■ **Assignment**: Repeat back the listing below, word for word and in full.

■ **Given data**:
:::::

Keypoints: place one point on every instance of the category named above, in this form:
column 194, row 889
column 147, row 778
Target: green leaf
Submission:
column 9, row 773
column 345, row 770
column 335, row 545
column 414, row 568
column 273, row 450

:::::

■ **Exercise solution**:
Keypoints: place one point on every instance of the category named above, in this form:
column 194, row 889
column 147, row 778
Target: green leaf
Submission:
column 9, row 773
column 345, row 770
column 335, row 545
column 414, row 568
column 273, row 450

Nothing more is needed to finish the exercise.